Starting at the first line of the material and stopping after the line that contains "x=457, y=414", rewrite those lines with "backpack strap" switched to "shoulder strap" and everything else left the same.

Dataset entries
###

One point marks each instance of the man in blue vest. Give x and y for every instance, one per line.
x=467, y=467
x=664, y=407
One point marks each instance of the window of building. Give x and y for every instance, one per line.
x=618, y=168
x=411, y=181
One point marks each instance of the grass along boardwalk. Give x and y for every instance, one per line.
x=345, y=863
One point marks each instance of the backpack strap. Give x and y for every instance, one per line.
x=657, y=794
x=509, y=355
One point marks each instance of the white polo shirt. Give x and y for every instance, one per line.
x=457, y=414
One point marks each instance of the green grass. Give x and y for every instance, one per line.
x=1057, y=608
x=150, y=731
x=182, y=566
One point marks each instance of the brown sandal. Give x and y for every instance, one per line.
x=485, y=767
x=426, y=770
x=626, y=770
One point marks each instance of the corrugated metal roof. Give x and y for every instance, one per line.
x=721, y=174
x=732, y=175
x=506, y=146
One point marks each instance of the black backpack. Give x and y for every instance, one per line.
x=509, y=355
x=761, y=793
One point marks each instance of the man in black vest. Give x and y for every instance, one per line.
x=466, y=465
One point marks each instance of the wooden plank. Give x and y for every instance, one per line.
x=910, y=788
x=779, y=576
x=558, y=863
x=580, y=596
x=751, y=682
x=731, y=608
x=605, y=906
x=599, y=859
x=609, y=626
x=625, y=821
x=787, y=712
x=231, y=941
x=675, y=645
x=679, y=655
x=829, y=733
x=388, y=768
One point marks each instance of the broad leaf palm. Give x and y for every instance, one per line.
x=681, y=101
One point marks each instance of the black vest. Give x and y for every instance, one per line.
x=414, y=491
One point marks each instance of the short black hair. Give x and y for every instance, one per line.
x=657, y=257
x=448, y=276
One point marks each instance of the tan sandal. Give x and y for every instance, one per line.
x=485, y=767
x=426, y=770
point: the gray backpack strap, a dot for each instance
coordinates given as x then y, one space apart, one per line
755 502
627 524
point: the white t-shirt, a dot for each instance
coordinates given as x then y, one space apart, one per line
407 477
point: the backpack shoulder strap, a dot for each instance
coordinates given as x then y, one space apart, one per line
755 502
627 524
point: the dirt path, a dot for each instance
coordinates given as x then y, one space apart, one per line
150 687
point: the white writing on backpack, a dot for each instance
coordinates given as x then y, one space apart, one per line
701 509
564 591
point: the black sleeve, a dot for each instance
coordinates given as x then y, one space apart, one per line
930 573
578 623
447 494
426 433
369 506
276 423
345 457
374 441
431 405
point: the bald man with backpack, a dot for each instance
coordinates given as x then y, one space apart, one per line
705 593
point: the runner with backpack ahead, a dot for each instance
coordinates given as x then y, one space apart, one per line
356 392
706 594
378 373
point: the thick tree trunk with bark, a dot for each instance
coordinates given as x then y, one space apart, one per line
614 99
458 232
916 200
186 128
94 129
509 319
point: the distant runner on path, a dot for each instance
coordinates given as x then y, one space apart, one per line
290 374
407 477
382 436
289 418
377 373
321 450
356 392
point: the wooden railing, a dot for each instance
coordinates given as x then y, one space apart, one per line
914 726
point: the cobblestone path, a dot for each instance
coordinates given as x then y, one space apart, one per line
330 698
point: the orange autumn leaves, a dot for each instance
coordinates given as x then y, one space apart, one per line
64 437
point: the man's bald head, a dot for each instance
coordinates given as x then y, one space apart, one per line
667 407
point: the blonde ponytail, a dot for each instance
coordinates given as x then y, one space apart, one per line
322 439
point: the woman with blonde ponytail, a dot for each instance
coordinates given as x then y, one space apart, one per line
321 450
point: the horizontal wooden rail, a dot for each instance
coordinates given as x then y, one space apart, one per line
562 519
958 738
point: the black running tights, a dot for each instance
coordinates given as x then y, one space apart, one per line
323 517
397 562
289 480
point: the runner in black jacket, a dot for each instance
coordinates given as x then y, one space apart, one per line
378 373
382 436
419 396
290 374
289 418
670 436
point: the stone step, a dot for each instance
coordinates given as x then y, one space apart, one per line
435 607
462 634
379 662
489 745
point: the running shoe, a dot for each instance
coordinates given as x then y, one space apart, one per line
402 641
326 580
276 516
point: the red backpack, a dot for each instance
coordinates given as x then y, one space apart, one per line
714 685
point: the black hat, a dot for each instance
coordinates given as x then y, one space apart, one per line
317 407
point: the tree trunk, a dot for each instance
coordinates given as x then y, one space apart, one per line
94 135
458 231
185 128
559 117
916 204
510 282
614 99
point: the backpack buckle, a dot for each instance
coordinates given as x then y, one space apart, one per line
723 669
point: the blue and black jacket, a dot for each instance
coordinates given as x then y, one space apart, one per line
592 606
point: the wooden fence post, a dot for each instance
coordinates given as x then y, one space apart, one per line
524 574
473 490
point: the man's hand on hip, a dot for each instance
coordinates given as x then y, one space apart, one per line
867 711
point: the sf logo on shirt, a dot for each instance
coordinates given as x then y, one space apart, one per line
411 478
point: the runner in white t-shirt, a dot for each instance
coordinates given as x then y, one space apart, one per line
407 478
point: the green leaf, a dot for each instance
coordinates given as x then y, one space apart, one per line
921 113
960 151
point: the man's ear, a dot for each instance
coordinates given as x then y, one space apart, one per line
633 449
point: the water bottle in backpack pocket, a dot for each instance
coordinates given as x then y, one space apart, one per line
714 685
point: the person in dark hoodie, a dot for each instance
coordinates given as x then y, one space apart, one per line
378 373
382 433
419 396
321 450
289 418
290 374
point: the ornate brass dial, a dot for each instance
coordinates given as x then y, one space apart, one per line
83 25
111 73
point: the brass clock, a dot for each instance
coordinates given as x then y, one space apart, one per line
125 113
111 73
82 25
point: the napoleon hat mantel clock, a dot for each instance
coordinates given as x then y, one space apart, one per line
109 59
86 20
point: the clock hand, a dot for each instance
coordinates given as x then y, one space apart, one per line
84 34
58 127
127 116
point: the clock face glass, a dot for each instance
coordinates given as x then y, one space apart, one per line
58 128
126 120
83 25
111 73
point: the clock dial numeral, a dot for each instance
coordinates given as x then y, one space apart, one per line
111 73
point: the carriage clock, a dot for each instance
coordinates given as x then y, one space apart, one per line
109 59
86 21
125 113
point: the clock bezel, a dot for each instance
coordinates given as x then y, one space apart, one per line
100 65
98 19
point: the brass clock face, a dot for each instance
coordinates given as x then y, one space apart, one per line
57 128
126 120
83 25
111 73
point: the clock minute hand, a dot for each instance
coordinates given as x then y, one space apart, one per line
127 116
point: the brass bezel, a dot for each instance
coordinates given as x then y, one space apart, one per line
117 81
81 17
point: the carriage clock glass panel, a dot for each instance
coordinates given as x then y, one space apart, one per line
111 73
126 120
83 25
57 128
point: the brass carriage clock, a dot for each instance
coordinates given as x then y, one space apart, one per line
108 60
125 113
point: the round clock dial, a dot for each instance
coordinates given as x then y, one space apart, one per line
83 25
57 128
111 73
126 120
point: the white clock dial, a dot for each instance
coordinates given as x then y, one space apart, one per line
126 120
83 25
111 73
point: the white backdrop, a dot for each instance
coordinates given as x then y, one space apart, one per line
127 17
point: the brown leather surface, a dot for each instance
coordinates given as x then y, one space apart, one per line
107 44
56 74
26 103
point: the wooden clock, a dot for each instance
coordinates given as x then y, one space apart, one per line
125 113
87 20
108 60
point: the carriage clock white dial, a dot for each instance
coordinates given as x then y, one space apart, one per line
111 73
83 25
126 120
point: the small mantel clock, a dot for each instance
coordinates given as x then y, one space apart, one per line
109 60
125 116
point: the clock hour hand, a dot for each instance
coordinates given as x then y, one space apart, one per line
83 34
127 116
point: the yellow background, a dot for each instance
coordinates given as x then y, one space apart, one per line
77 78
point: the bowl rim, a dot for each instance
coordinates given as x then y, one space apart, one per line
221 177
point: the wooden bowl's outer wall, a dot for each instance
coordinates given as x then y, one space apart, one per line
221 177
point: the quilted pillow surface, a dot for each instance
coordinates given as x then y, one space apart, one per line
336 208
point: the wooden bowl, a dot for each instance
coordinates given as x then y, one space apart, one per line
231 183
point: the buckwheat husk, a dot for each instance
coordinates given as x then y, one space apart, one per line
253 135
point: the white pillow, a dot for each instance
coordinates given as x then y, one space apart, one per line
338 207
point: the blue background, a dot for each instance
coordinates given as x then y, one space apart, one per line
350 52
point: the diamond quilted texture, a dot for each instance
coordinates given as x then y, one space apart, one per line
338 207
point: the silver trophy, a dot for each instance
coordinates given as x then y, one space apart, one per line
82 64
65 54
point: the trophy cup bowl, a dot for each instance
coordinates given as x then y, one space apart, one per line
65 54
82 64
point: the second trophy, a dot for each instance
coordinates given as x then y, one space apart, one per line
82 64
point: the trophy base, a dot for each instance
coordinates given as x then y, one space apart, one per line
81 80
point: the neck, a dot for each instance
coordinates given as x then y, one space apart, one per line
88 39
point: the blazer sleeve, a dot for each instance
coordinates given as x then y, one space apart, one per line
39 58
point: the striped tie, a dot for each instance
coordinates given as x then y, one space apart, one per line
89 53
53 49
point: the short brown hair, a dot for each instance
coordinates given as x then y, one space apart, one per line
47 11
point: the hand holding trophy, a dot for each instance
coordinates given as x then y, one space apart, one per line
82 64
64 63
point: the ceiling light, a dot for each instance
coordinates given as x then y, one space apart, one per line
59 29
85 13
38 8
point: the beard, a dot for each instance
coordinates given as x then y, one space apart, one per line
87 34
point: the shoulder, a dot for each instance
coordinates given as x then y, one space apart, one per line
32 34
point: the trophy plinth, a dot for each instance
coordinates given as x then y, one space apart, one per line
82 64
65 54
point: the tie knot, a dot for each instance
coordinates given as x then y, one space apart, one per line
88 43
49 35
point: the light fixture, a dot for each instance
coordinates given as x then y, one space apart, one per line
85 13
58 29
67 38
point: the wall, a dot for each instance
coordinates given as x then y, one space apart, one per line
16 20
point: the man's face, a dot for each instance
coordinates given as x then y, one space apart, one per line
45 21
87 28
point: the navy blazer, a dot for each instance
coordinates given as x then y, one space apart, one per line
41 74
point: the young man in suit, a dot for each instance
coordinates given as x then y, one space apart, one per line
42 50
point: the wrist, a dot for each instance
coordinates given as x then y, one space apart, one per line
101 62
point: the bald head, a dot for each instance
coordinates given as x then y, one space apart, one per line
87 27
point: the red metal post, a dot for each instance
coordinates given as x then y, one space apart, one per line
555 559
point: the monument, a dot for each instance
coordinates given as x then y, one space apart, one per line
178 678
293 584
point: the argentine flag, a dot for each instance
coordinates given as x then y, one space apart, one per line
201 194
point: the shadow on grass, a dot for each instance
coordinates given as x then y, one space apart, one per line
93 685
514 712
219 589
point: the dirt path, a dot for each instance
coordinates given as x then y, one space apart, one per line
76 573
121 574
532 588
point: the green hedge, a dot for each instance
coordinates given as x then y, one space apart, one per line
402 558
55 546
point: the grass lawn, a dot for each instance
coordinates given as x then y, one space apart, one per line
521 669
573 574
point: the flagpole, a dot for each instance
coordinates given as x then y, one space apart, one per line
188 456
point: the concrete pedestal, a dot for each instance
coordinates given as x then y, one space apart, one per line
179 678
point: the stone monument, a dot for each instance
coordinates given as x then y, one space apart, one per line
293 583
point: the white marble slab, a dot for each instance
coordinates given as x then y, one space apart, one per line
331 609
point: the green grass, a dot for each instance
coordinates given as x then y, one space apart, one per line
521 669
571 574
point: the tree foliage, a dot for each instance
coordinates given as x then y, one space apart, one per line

###

Final result:
One point marks each instance of the man in blue vest. Give x and y for every instance, one per line.
x=467, y=467
x=664, y=407
One point marks each instance of the window of building. Give x and y for every instance, one per line.
x=618, y=168
x=411, y=181
One point marks each instance of the grass along boardwalk. Give x and y for every instance, one per line.
x=345, y=863
One point marks each instance of the shoulder strap. Give x and y for every instance, one per line.
x=657, y=794
x=509, y=355
One point marks each instance of the white polo shirt. Give x and y for every instance, one per line.
x=457, y=414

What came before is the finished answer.